Компания эта хотя жила и отдельно, но порой устраивала вечеринки, и к ним ходили. Был среди них некто П. Анисимов. Это был человек озлобленный, и было известно, что он писал доносы, особенно на священников.

– Человек ехидный, – говорили про него.

В Олекме мы попали в квартиру, занимаемую тоже скопчихой, но это была скопчиха особенная.

Никогда я не видел существа более чистого и непорочного.

Историю своего оскопления она рассказывала следующим образом. По Лене ссыльные отправляются партиями. Она тогда была почти ребенком. Как только они тронулись по реке, она заметила, что к ней ее партия относится как-то особенно: ее гоняли с места на место, называли поганой. Наконец стали грозить бросить ее на берегу Лены. Они решили сделать вид, что бросают ее на пустынном берегу. Голые скалы, неприветные утесы и полное одиночество. Они соглашались взять ее с собой на одном условии, что она дозволит себя оскопить. Ей ничего не оставалось, как согласиться. И вот она поступила в руки «исправителей». Ее бросили на дно барки и здесь над нею произвели операцию, которую назвали добровольной. Как она перенесла ее – она и сама не знает. По холоду, между мрачных скал, в руках жестоких людей, без настоящего ухода… И тем не менее во всех отзывах ее сквозила какая-то мягкость, хотя по временам прорывалось невольное раздражение за испорченную жизнь. Более кроткого человека, чем эта скопчиха, я встречал только раз в жизни, и это был тоже скопец (это было в Румынии).

Очевидно, если уж человек решится простить такое искажение природы, как оскопление, то нет ничего, чего бы он не простил. Скопцы довольно жестоки. В Румынии я знаю случай, когда скопец-отец заменил обманом родного сына на тайное собрание и там оскопил его, несмотря на его протесты. У сына была невеста, которую он сильно любил… Скопцам удалось затушить это дело, хотя стоило оно недешево. Вообще это самая изуверная секта, какую я знаю, и надо сказать, что она внушает отвращение даже своим. Редкий скопец не сожалеет горько о том, когда он решился на этот шаг. Много молодых скопцов признавались мне, что они раскаиваются и рады вернуть ту минуту, когда они решились, и ни за что бы не повторили эту ошибку.

ПРЕДОСТАВЛЕННЫЙ МАТЕРИАЛ:
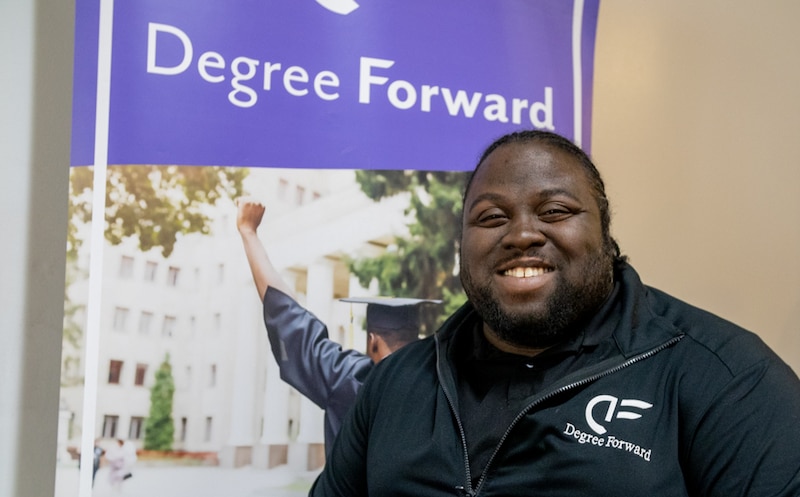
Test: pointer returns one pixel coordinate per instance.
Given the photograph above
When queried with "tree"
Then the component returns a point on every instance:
(152, 203)
(160, 427)
(423, 265)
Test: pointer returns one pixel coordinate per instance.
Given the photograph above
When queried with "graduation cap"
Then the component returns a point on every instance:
(391, 314)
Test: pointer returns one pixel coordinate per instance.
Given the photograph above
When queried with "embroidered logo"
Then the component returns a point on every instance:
(612, 412)
(342, 7)
(600, 412)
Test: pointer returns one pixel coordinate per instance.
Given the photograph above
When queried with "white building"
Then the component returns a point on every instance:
(200, 308)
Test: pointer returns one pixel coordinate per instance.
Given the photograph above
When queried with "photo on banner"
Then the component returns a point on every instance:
(355, 125)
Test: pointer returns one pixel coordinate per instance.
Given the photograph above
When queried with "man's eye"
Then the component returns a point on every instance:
(491, 218)
(554, 215)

ЗАДАНИЯ К ВЫПОЛНЕНИЮ:
• 1. Воспроизведите без изменений часть отрывка о скопцах, начиная со слов "Компания эта хотя" и заканчивая словами "была скопчиха особенная.".
• 2. Верны ли по отрывку о скопцах следующие утверждения: (а) операцию над скопчихой произвели на дне барки; (б) более кроткого человека, чем эта скопчиха, рассказчик встречал много раз; (в) П. Анисимов писал доносы, особенно на священников? На каждое ответьте «да» или «нет» и приведите решающие слова отрывка дословно.
Материал с отрывком никак не связан.

ОТВЕТЫ К ЗАДАНИЯМ:
• 1.
Компания эта хотя жила и отдельно, но порой устраивала вечеринки, и к ним ходили. Был среди них некто П. Анисимов. Это был человек озлобленный, и было известно, что он писал доносы, особенно на священников.

– Человек ехидный, – говорили про него.

В Олекме мы попали в квартиру, занимаемую тоже скопчихой, но это была скопчиха особенная.

• 2.
(а) Да: «Ее бросили на дно барки и здесь над нею произвели операцию».
(б) Нет: «Более кроткого человека, чем эта скопчиха, я встречал только раз в жизни».
(в) Да: «он писал доносы, особенно на священников».